▽

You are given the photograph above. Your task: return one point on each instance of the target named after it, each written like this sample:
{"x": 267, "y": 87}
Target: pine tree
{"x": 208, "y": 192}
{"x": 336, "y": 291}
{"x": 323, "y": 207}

△

▶ PROBLEM DESCRIPTION: Restate each record word for word.

▶ FULL ANSWER:
You are given the photograph above. Your task: return one point on each instance of the target named after it, each written like this sample:
{"x": 267, "y": 87}
Target: pine tree
{"x": 208, "y": 192}
{"x": 336, "y": 291}
{"x": 323, "y": 207}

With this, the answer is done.